*SUPPLIED DATA*:

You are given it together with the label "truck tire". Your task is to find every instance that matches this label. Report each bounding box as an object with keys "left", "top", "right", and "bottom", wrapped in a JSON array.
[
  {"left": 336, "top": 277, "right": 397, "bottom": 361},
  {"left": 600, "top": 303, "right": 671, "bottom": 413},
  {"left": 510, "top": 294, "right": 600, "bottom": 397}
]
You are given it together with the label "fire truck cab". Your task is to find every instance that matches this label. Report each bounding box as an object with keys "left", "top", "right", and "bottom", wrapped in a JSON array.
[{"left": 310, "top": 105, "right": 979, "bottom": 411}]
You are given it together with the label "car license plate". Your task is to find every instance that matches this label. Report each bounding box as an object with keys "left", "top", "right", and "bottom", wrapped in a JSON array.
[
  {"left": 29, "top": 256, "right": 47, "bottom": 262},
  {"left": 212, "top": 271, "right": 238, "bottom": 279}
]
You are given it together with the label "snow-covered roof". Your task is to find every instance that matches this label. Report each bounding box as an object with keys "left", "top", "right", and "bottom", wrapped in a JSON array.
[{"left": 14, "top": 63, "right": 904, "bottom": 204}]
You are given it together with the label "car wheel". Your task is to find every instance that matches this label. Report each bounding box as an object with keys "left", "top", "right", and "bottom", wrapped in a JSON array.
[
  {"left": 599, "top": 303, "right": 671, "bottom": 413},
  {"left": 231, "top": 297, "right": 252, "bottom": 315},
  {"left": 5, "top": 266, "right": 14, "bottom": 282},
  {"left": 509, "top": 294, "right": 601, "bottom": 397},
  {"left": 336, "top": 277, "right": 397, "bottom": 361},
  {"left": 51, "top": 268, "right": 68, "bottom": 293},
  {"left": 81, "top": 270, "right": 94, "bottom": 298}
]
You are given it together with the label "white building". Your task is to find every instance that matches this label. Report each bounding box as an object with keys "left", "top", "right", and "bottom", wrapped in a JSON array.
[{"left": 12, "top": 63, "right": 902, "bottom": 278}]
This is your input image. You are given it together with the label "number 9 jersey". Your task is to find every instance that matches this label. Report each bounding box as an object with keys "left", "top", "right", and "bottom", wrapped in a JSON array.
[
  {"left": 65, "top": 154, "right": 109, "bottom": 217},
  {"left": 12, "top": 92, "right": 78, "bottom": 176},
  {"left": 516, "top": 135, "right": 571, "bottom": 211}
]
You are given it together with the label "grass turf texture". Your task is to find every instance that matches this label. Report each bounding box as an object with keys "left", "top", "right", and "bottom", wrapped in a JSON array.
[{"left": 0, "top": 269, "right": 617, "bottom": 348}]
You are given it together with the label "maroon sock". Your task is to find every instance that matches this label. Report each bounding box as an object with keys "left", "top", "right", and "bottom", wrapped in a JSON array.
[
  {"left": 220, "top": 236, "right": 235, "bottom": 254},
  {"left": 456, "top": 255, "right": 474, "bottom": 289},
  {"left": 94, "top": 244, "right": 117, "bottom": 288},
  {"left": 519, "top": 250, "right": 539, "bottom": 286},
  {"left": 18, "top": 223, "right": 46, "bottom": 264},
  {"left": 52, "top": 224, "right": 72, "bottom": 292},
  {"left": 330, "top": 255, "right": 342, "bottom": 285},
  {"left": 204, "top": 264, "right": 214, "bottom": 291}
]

*PROMPT*:
Down to the final line, write out all of the material exactly.

*YOUR SOLUTION*:
You are given it together with the label "truck tire". Your task is to find every instance that matches this label. Report each bounding box as an object with keys "left", "top", "right", and "bottom", wrapped in a JSON array.
[
  {"left": 336, "top": 277, "right": 397, "bottom": 361},
  {"left": 600, "top": 303, "right": 671, "bottom": 413},
  {"left": 510, "top": 294, "right": 600, "bottom": 397}
]
You are given it together with the label "fire truck cab". Your task is to find every instance that matches this label. Report each bounding box as an object with keys "left", "top", "right", and "bottom", wrapped in a JSON array.
[{"left": 310, "top": 105, "right": 979, "bottom": 411}]
You are given it together with the label "car license plate". Your task is to find every instance that matches this label. Report each bounding box as an object with keys "left", "top", "right", and "bottom", wrapped in a JSON array.
[
  {"left": 29, "top": 256, "right": 47, "bottom": 262},
  {"left": 212, "top": 271, "right": 238, "bottom": 279}
]
You are given it together with the label "snow-covered roof". Your task is to find every instance that matches this label. Report each bounding box as an object with keys "left", "top", "right", and "bottom", wrapped in a JSON array.
[{"left": 14, "top": 63, "right": 904, "bottom": 204}]
You are given it together with the label "car wheel". Your task is to find every instance that matches this label. Report each bounding box as an object with keys "left", "top", "right", and "bottom", wrapped in a JSON array.
[
  {"left": 599, "top": 303, "right": 671, "bottom": 413},
  {"left": 231, "top": 297, "right": 252, "bottom": 315},
  {"left": 5, "top": 266, "right": 14, "bottom": 282},
  {"left": 509, "top": 294, "right": 601, "bottom": 397},
  {"left": 336, "top": 277, "right": 397, "bottom": 361},
  {"left": 51, "top": 268, "right": 68, "bottom": 293},
  {"left": 81, "top": 270, "right": 94, "bottom": 298}
]
You are given it together with the label "white building". Your task is to find every instance that matches this label. Report each bounding box as an object with keys "left", "top", "right", and "bottom", wrapped in a JSON array.
[{"left": 12, "top": 63, "right": 902, "bottom": 278}]
This is your input image. You are given it together with the label "number 9 jersey". Your task is to find every instance that matches this label. Report each bounding box as an object with keys "left", "top", "right", and "bottom", wrapped in a JSON array.
[
  {"left": 65, "top": 154, "right": 109, "bottom": 217},
  {"left": 12, "top": 92, "right": 78, "bottom": 176},
  {"left": 516, "top": 135, "right": 571, "bottom": 211}
]
You are given it together with the label "grass turf texture". Your task is to find every instance that matches this label. Report each bounding box as an object with keys "left", "top", "right", and "bottom", wrapped in a JSON array.
[{"left": 0, "top": 269, "right": 617, "bottom": 348}]
You are given it together with the label "maroon sock". Your task is to find every instance that matches this label. Report each bounding box as an object with keys "left", "top", "right", and "bottom", wrapped in a JSON array.
[
  {"left": 220, "top": 236, "right": 235, "bottom": 254},
  {"left": 456, "top": 255, "right": 474, "bottom": 289},
  {"left": 94, "top": 244, "right": 117, "bottom": 288},
  {"left": 519, "top": 250, "right": 539, "bottom": 286},
  {"left": 18, "top": 223, "right": 46, "bottom": 264},
  {"left": 52, "top": 224, "right": 72, "bottom": 292},
  {"left": 330, "top": 255, "right": 342, "bottom": 285},
  {"left": 204, "top": 264, "right": 214, "bottom": 291}
]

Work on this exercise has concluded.